*** Block opens ***

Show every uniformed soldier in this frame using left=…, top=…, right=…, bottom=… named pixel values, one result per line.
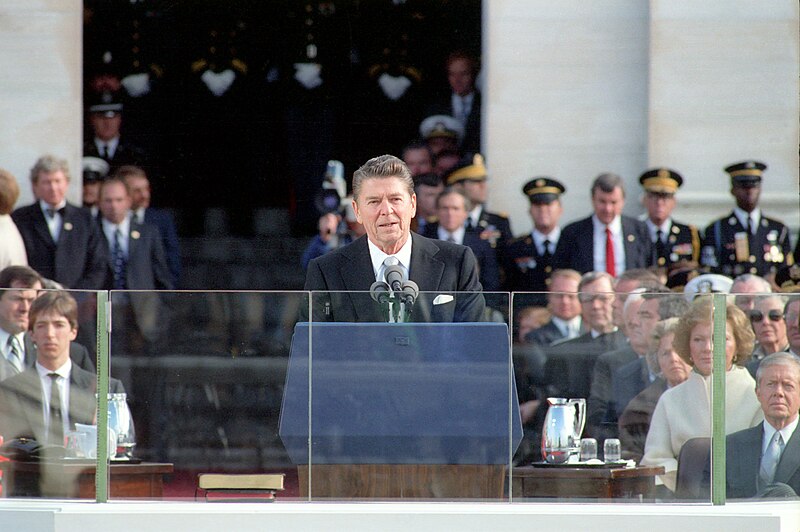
left=445, top=153, right=513, bottom=249
left=701, top=161, right=793, bottom=278
left=638, top=168, right=700, bottom=269
left=503, top=177, right=566, bottom=306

*** Block closes ***

## [Required work]
Restate every line above word for word. Do not carry over the images.

## [Task result]
Show every uniformed soldier in this frame using left=…, top=…, right=…, bottom=… named pixel values, one result per line.
left=445, top=153, right=513, bottom=249
left=701, top=161, right=793, bottom=278
left=638, top=168, right=700, bottom=269
left=503, top=177, right=566, bottom=306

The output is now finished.